* _Stated task_: Please copy every one of the rows below word for word, keeping each line unchanged and in the same order.

## start Records

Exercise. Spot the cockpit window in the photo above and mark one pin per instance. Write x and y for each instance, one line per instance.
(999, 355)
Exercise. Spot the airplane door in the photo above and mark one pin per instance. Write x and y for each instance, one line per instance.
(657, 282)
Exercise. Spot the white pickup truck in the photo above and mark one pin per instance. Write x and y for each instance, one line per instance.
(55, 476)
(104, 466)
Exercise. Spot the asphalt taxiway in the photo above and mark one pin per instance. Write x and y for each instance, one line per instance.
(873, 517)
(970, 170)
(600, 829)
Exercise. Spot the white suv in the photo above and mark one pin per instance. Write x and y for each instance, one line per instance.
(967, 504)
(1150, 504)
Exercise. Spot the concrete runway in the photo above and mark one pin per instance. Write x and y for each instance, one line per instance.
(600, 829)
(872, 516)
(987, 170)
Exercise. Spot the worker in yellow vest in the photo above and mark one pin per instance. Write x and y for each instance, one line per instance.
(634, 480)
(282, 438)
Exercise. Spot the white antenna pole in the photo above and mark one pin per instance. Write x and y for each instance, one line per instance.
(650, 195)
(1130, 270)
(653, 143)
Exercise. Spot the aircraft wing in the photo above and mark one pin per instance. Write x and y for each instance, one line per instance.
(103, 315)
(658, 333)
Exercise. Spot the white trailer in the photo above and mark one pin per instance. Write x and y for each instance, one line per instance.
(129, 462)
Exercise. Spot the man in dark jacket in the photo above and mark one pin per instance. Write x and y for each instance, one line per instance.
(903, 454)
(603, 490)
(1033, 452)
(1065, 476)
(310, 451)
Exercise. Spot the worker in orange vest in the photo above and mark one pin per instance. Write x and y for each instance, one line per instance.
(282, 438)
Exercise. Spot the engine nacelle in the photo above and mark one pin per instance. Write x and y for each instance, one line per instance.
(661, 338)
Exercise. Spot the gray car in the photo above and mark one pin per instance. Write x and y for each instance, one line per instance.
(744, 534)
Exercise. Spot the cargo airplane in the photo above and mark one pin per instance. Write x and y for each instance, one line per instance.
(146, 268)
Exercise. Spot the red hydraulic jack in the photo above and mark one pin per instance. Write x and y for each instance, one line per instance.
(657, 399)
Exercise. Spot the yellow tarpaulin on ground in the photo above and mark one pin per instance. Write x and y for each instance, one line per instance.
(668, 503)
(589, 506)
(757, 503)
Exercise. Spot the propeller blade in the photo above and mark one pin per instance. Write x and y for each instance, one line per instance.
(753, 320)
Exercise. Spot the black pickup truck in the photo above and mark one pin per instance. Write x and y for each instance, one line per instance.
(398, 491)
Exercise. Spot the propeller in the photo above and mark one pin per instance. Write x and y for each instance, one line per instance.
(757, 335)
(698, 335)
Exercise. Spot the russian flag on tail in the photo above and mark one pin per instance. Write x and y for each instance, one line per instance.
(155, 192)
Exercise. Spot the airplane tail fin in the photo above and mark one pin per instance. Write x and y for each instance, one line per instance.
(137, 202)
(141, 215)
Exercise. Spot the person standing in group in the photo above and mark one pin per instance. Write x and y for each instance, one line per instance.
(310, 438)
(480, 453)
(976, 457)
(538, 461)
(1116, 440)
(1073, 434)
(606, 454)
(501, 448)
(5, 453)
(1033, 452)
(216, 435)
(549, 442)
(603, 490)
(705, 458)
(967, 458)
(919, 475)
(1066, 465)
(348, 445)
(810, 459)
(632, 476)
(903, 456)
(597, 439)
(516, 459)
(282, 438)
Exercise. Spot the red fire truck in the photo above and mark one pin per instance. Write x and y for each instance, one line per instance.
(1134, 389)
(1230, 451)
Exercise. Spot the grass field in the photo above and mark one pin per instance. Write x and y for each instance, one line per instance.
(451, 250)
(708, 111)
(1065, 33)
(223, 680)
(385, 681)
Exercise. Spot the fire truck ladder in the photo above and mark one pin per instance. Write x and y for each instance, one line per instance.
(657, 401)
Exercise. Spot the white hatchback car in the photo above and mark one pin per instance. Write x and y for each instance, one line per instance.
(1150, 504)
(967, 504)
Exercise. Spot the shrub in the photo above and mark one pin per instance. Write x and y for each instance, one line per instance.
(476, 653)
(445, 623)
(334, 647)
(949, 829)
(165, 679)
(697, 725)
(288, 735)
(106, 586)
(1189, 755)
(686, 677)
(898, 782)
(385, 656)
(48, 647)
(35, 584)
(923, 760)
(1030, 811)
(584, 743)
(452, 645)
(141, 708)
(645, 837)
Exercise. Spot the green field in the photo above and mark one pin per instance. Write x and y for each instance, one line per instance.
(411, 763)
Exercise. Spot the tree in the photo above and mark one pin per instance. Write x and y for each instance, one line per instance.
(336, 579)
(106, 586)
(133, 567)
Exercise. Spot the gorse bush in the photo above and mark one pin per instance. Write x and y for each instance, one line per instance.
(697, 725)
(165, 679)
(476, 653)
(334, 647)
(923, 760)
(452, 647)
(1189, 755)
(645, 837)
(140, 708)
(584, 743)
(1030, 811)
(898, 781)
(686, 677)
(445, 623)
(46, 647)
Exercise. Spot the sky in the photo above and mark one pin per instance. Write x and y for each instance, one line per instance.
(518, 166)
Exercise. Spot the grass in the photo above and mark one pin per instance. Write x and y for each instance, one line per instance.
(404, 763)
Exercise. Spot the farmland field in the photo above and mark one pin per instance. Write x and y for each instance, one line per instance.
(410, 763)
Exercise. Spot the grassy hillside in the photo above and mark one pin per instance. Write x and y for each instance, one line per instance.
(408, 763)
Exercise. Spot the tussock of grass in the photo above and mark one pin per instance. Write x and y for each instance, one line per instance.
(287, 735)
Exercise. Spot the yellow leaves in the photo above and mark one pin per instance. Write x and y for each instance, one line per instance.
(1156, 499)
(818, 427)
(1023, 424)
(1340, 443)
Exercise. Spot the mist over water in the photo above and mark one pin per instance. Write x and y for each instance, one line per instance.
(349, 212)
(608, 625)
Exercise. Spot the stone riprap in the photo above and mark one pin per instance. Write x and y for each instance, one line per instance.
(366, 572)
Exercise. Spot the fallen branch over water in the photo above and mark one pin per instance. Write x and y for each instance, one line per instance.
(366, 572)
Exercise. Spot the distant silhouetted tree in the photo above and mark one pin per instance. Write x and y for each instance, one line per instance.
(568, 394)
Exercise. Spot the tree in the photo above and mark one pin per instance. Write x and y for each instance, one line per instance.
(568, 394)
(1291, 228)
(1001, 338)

## end Records

* _Task answer_:
Exercise. Spot the cockpit window in the photo above and mark one pin per instance. Write x and y for each instance, one line per instance.
(999, 355)
Exercise. Spot the airplane door in the photo above and mark one pin per instance. Write x and y for each instance, one line per instance.
(657, 282)
Exercise. Spot the white pickup truck in the photo above and mark one pin per instance. Write x and y for each instance, one line per instance.
(55, 476)
(104, 466)
Exercise. Spot the asphalt taxiway in the photo above and mark one pin per instance. Write x and y for each instance, one line per instance.
(873, 517)
(970, 170)
(600, 829)
Exercise. Spot the white suv in the photo above and mark one pin per instance. Write x and y for each instance, one line per instance.
(967, 504)
(1150, 504)
Exercise. Spot the concrete runway in the photo above and mark one pin per instance. Write x and y for each instance, one line per instance.
(600, 829)
(872, 516)
(987, 170)
Exercise. Spot the worker in yellow vest in the photo above and mark one pin per instance. Write x and y for each instance, one line per instance.
(634, 480)
(282, 438)
Exercise. Spot the white antenna pole in the photo above and mark one pin per instance. Write x and y for each instance, one line per instance.
(650, 195)
(1130, 270)
(653, 143)
Exercise. Spot the aircraft wing in the photo above and mark one pin per instance. Write x and y for each instance, one line per instance.
(103, 315)
(658, 333)
Exercise. Spot the white trailer in the photo above and mark one pin per instance. Write x and y for each instance, one line per instance.
(129, 462)
Exercise. Spot the man in dark jacket in the photo above and mark one pin per instance. Write x and y for each instance, one line per instance.
(903, 454)
(603, 490)
(1033, 452)
(1065, 476)
(310, 451)
Exercise. Spot the worker in orange vest in the photo above and mark one pin per instance. Write x and y for each instance, one line per instance.
(282, 438)
Exercise. Spot the engine nacelle in the photo above and mark one pin per instance. Write x and y for each instance, one line per instance.
(661, 338)
Exercise. Spot the gray car in the photo above and mark one pin per instance. Write x and y for each instance, one line per instance.
(744, 534)
Exercise. Spot the cargo airplane in the photo above and mark one pin per instance. Write x and y for each instance, one line per instance.
(146, 268)
Exercise. Spot the red hydraulic jack in the photo above and mark one pin per instance. Write x and y for each instance, one line per instance.
(657, 399)
Exercise. Spot the yellow tarpaulin on ground in the photo above and mark one pin per instance. Write x and y for each instance, one line per instance.
(668, 503)
(589, 506)
(757, 503)
Exercise. Spot the propeller blade in the photo above and mark one pin per instance. Write x and y for each instance, one line per instance.
(753, 320)
Exercise. Spot the black pickup truck in the photo above and mark one pin per instance. Write x and y for each instance, one line per instance.
(398, 491)
Exercise. Spot the propeller in the photo above and mark one pin per instance. Write x and y for each instance, one line per instance.
(757, 335)
(698, 335)
Exercise. Spot the russian flag on tail in the photo above and mark one pin per instance. Write x and y for each instance, one line per instance.
(155, 192)
Exercise. Spot the airplane tail fin in the photo above and mark one pin per instance. Write x and y for each instance, one line per instance.
(137, 202)
(141, 215)
Exercise. Spot the person standing in group in the photo above and mark one pin per instance. Write x and y for each instance, one line per instance.
(310, 438)
(480, 453)
(976, 457)
(538, 461)
(1116, 440)
(1073, 434)
(606, 454)
(501, 448)
(5, 453)
(1033, 452)
(216, 435)
(549, 442)
(603, 490)
(705, 458)
(967, 458)
(919, 475)
(1066, 465)
(348, 445)
(810, 459)
(632, 476)
(903, 456)
(597, 439)
(516, 459)
(282, 438)
Exercise. Spot the red fire truck in the photo above and mark one pin per instance. Write x and y for each instance, one line per instance.
(1134, 389)
(1230, 451)
Exercise. Spot the grass field in the photo above and mark one pin per instance. Write x and y for each instance, one line per instance.
(451, 250)
(708, 111)
(1065, 33)
(223, 680)
(385, 681)
Exercise. Spot the fire truck ladder in the photo above and mark one pin per instance. Write x and y for each instance, one line per instance.
(657, 401)
Exercise. Spot the white hatchback car in the photo above and mark one pin per instance. Write x and y for each instance, one line per instance.
(1150, 504)
(967, 504)
Exercise. Spot the shrub in the photo above and mark one pin per instance. Write x and y for each instance, one line per instance.
(476, 653)
(445, 623)
(334, 647)
(949, 829)
(165, 679)
(697, 725)
(288, 735)
(106, 586)
(1189, 755)
(686, 677)
(898, 782)
(385, 656)
(48, 647)
(35, 584)
(923, 760)
(1030, 811)
(584, 743)
(452, 645)
(141, 708)
(645, 837)
Exercise. Spot the green field in the photo above and mark one pin per instance. Write x and y for each instance, one line per instance.
(411, 763)
Exercise. Spot the tree in the photo above and mark one pin per instance. Write x and y for each instance, one line per instance.
(336, 579)
(106, 586)
(133, 567)
Exercise. Spot the gorse bush in the photo above and mark one pin per instance. Write x and y for each instance, one line per instance.
(697, 725)
(165, 679)
(476, 653)
(334, 647)
(923, 760)
(452, 647)
(1189, 755)
(645, 837)
(140, 708)
(584, 743)
(1030, 811)
(898, 781)
(686, 677)
(445, 623)
(46, 647)
Exercise. Spot the sky in the photo above and mark one pin per instance. Write x and y for each instance, one line per instance.
(518, 166)
Exercise. Spot the grass in the photo above and mark one pin per instance. Write x and y for each instance, one line per instance.
(404, 763)
Exercise. Spot the farmland field in the photo above and mark one pin per instance. Write x and y for each instance, one line per instance.
(410, 763)
Exercise. Spot the grassy hillside in the photo above and mark one pin per instance. Write x and y for each instance, one line per instance.
(408, 763)
Exercise. Spot the tussock of grass in the photo above and mark one pin per instance. Write x and y for each instance, one line per instance.
(287, 735)
Exercise. Spot the yellow leaves in the photo above and mark one pin per instance. Write x and y for each instance, one line per instance.
(1156, 499)
(818, 427)
(1023, 424)
(1340, 443)
Exercise. Spot the mist over water in the photo above and mark one pin per instance. Write x and y for each instance, one line per instance.
(349, 212)
(608, 625)
Exercise. Spot the stone riprap in the photo above and mark one pin per instance. Write x and y for each instance, one line per instance.
(366, 572)
Exercise. Spot the fallen branch over water in the photo above and mark one pin per instance. Write x and y for each instance, one line per instance.
(366, 572)
Exercise. Spot the distant silhouetted tree in the photo above and mark one pin per instance. Write x and y for each instance, one line per instance.
(568, 394)
Exercise. Spot the tree in the photo above and mark one pin per instance. Write x and y for each instance, one line per instance.
(568, 394)
(1291, 228)
(1001, 338)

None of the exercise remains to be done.